**** Selected text

Website index type performs reindexation on an entity batch level – i.e. indexation process is triggered for batch of entities (default batch size is 100). Search field values have to be calculated and set manually at a listener to oro_website_search.event.index_entity event. Each search document contains all-text fields for each available localization (all_text_LOCALIZATION_ID) and one all-text field that includes values from all localizations, values are calculated automatically based on a flag set during the indexation (i.e. developer may specify what exact values should be in all-text field value). Each field without placeholder must have ony one value. During the reindexation entities that are being reindexing are available with the old (outdated) data.

********

◆ **Problem 1**: Count the lines in the records below that contain the string "light" and give only that number.

**** Dataset rows

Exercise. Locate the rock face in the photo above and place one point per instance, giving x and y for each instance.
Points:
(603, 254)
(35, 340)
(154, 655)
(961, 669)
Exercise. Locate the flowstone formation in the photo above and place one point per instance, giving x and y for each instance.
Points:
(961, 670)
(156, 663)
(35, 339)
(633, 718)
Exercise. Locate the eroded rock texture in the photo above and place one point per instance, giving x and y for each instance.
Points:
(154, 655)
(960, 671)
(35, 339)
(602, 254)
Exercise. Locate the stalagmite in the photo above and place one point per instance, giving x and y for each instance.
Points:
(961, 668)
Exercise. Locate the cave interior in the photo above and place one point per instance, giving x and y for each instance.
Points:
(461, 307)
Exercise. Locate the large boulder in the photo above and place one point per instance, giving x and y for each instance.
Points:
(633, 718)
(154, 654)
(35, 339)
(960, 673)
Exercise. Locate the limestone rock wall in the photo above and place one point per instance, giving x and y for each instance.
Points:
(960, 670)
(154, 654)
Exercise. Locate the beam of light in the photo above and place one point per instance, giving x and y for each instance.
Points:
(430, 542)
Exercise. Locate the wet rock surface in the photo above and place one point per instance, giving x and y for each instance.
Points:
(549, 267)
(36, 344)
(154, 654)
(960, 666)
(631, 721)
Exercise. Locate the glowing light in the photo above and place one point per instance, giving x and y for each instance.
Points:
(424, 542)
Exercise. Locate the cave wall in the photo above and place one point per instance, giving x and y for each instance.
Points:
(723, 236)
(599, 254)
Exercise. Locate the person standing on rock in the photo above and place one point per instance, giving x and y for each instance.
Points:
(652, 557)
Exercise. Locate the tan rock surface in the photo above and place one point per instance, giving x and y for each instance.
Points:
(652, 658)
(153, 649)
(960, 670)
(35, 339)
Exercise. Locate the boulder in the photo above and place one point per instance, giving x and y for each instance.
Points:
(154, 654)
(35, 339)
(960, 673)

********

◆ **Problem 2**: According to the passage on website search reindexation, what is the default batch size?

◆ **Response 1**: 2

◆ **Response 2**: 100 entities.